*Task instructions:*
1) From the sprinkler passage, extract the text from "The stemmed valve" up to and including "an on/off sprinkler.".
2) According to the sprinkler passage, by what name is the conventional control strut 31 known?
3) List every numbered part that the sprinkler passage mentions in the paragraph beginning "The conventional control strut 31 falls away".

*Supplied text:*
* Start *

It is most important to note that in this embodiment of the on/off
sprinkler and all subsequent embodiments that should the central
orifice of the diaphragm become blocked this will in no way
interfere with the operation of the sprinkler in the event of a
fire. It will only result in non-closure of the sprinkler when the
temperature has dropped sufficiently which is clearly substantially
more desirable than premature sprinkler closure.
Moreover, it should be noted that in this embodiment of the on/off
sprinkler and all subsequent embodiments save for the control strut
referred to hereinafter that all the operational components of the
sprinkler are, during fire extinguishing water flow, shielded from
the latter by the diaphragm.
Reference is now made to FIGS. 2a and 2b in which parts identical
with those of the sprinkler of FIG. 1 have the same references with
the suffix "A" save references 10A and 10B which have the suffix
"1".
In this embodiment the spring 18A which assists to urge the
flexible diaphragm 14A against the seating 16A reacts against an
internal division wall 27 in body part 10B1. The latter has a
second exhaust port 28 in its bottom wall, which port is normally
closed by a beam 29 supported at one end in a knife-edge formation
30 of body part 10B1 and at its other end under the valve of a
conventional control strut 31 known as the QUARTZOID (Registered
Trade Mark) bulb or by any other known suitable heat responsvie
device which closes the outlet 12A.
The beam 29 instead of being supported in the knife-edge formation
30 may be bent around the sprinkler body and supported there on a
knife edge. The other end of the beam 29 has three tines or
fingers, two 29A under the valve and one 29B over the valve so that
when the strut 31 operates and the valve falls to open the outlet
12A the beam 29 is carried away thereby.
The stemmed valve 20A has its stem 21A extended internally of the
exhaust port 19A as indicated at 32, which extension 32 normally
supports a valve ball 33 against the wall 27 and an overhang 27A
thereof above and clear of the exhaust port 28.
This sprinkler thus combines the characteristics of a conventional
sprinkler with the characteristics of an on/off sprinkler.
Here again, the flexible diaphragm 14A is normally maintained
against its seating 16A by balanced water/spring pressure forces,
both exhaust ports 19A /and 28 being closed.
In the event of an increase in temperature in the vicinity of this
sprinkler, as in the case of a fire, the sprinkler operates as
follows:
The conventional control strut 31 falls away, i.e. the QUARTZOID
bulb bursts, allowing disengagement of the beam 29, which opens the
exhaust port 28 of the intermediate chamber 15A. The pressure in
the intermediate chamber 15A will rapidly exhaust to atmosphere,
thus allowing the flexible diaphragm 14A to open under the
influence of the water supply pressure, and water to discharge from
the outlet 12A in the conventional manner to extinguish the
fire.

* End *

*Raw data:*
* Start *

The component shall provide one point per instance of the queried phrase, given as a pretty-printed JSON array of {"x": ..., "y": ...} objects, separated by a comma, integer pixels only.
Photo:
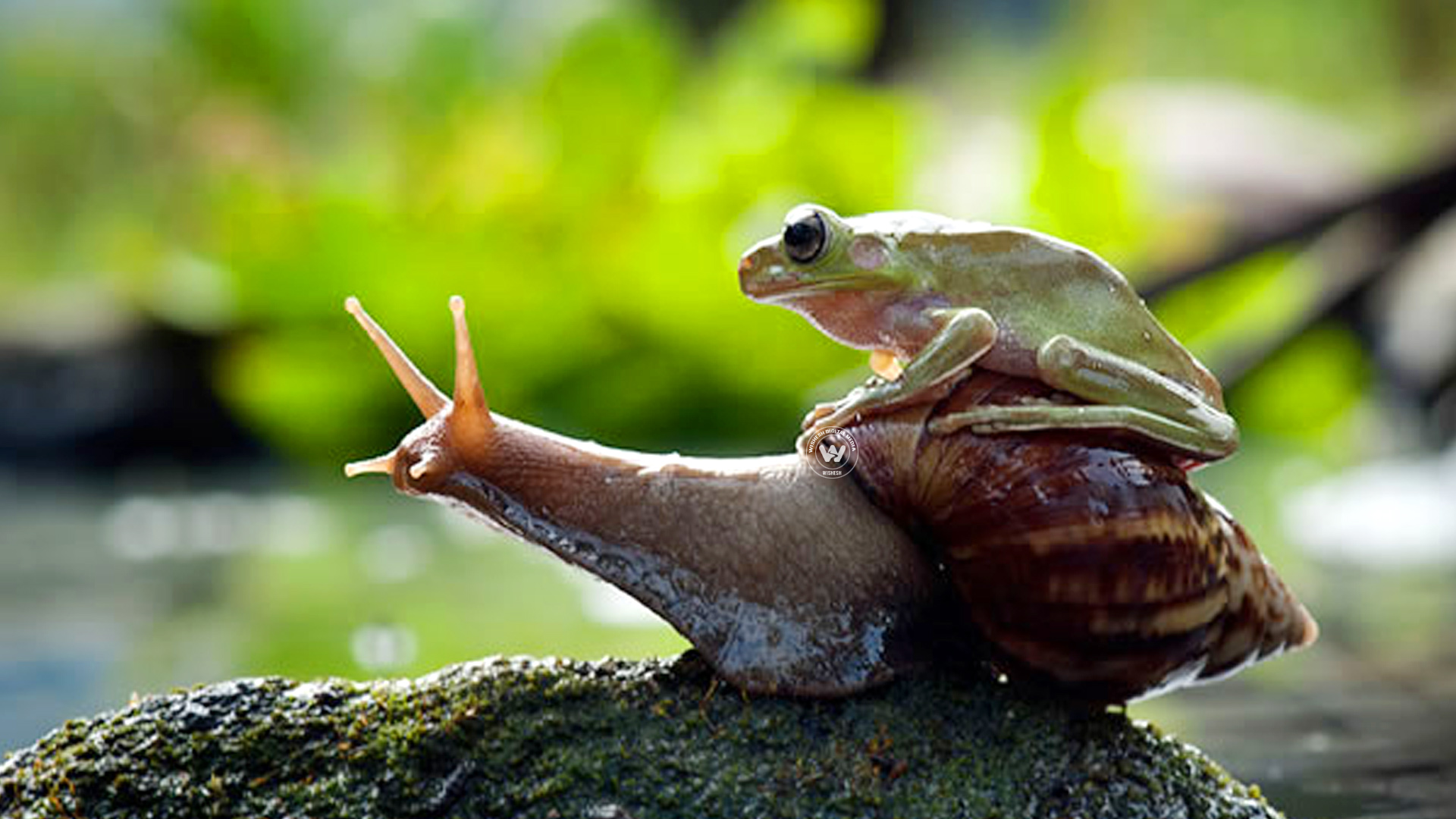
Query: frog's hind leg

* End *

*Solutions to each task:*
1)
The stemmed valve 20A has its stem 21A extended internally of the
exhaust port 19A as indicated at 32, which extension 32 normally
supports a valve ball 33 against the wall 27 and an overhang 27A
thereof above and clear of the exhaust port 28.
This sprinkler thus combines the characteristics of a conventional
sprinkler with the characteristics of an on/off sprinkler.

2) The QUARTZOID (Registered Trade Mark) bulb.

3)
- conventional control strut 31
- beam 29
- exhaust port 28
- intermediate chamber 15A
- flexible diaphragm 14A
- outlet 12A